- TASK TO CARRY OUT: All the entries need to be duplicated exactly, with the pictures omitted.

*** Opening of SUPPLIED INFORMATION ***

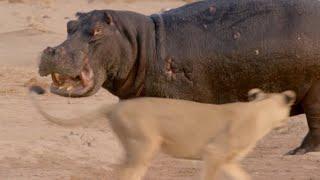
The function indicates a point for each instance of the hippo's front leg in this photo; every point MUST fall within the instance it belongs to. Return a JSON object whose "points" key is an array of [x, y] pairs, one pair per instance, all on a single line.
{"points": [[311, 106]]}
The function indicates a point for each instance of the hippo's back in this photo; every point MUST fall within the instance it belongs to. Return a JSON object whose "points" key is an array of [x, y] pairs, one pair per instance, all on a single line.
{"points": [[215, 51]]}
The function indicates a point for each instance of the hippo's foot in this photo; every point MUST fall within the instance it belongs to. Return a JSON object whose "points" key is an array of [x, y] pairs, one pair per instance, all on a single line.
{"points": [[311, 143]]}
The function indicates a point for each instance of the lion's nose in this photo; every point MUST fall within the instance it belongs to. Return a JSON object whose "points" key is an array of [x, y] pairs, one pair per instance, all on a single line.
{"points": [[49, 51]]}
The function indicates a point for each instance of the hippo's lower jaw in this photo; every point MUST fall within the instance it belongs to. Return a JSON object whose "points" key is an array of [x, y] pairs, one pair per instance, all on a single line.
{"points": [[78, 86]]}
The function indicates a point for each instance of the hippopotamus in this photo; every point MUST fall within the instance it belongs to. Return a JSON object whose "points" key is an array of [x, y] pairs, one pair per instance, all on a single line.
{"points": [[210, 51]]}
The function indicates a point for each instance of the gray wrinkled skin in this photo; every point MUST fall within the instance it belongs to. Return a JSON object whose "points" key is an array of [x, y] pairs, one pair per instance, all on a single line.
{"points": [[210, 51]]}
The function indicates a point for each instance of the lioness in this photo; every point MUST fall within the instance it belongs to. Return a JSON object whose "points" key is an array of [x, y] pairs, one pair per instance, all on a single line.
{"points": [[221, 135]]}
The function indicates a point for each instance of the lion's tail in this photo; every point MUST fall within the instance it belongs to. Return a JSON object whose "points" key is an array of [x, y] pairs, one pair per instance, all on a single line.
{"points": [[87, 120]]}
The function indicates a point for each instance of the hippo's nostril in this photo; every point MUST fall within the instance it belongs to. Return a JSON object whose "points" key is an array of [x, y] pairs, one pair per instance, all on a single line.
{"points": [[49, 51]]}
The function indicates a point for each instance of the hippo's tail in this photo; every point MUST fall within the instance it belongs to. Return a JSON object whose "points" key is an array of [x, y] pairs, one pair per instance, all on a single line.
{"points": [[92, 119]]}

*** Close of SUPPLIED INFORMATION ***

- ANSWER TO THIS TASK:
The function indicates a point for each instance of the hippo's front leg in this photo; every point MUST fall within the instance it belongs to. Return a JSON object whose "points" key is an array of [x, y] pairs, one pair per instance, all on a single line.
{"points": [[311, 106]]}
The function indicates a point for each instance of the hippo's back in this photo; every point MUST fall within the instance it belongs to. Return a JSON object whose "points" key is an array of [x, y] pairs, one pair per instance, all on a single line.
{"points": [[215, 51]]}
The function indicates a point for each instance of the hippo's foot in this photo; every point MUST fall within the instance it belongs to. Return a JSON object whose "points" key is an array of [x, y] pairs, one pair per instance, all on a single line.
{"points": [[311, 143]]}
The function indicates a point for each instance of the lion's nose in this photo; every point MUST fall within the instance it belongs to. Return a JSON object whose "points" key is an array of [x, y] pairs, one pair per instance, all on a single line.
{"points": [[49, 51]]}
The function indicates a point for each instance of the hippo's lower jaw in this photo; every point MUST fall within the instance it belongs to. Return a JSON object whose "points" key is an array of [x, y] pairs, one pair per instance, all on a single line.
{"points": [[78, 86]]}
The function indicates a point for each instance of the hippopotamus in this photo; every point MUST fall within the instance it belongs to. Return a JSON object whose "points" key is an array of [x, y] pairs, one pair per instance, all on a single line.
{"points": [[210, 51]]}
The function indicates a point for each instance of the gray wrinkled skin in this photo; every point MUST fall within the instance it belongs to. Return a JSON object whose "points" key is an array of [x, y] pairs, one pair per instance, all on a single line.
{"points": [[210, 51]]}
The function indicates a point for each instance of the lioness in this photo; every point MUST fall within the instance it belongs to. Return a JSON object whose "points" key is an array of [x, y] pairs, one pair per instance, all on a single line.
{"points": [[221, 135]]}
The function indicates a point for each instance of the lion's tail in this photo; every point MUST fall within the instance it belongs to. Return a JSON object whose "points" key is an array of [x, y] pairs, one pair per instance, all on a single line.
{"points": [[87, 120]]}
The function indicates a point for each instance of the hippo's nostril in this photo; every point MUST fall within the instance it belongs to. Return a JSON object whose "points" key is an array of [x, y] pairs, one pair per instance, all on a single line.
{"points": [[49, 51]]}
The function indicates a point for each instance of the hippo's tail in this photo; every point MUST fall within the instance it belongs to. Return a JSON object whose "points" key is an array of [x, y] pairs, one pair per instance, all on a single line.
{"points": [[92, 119]]}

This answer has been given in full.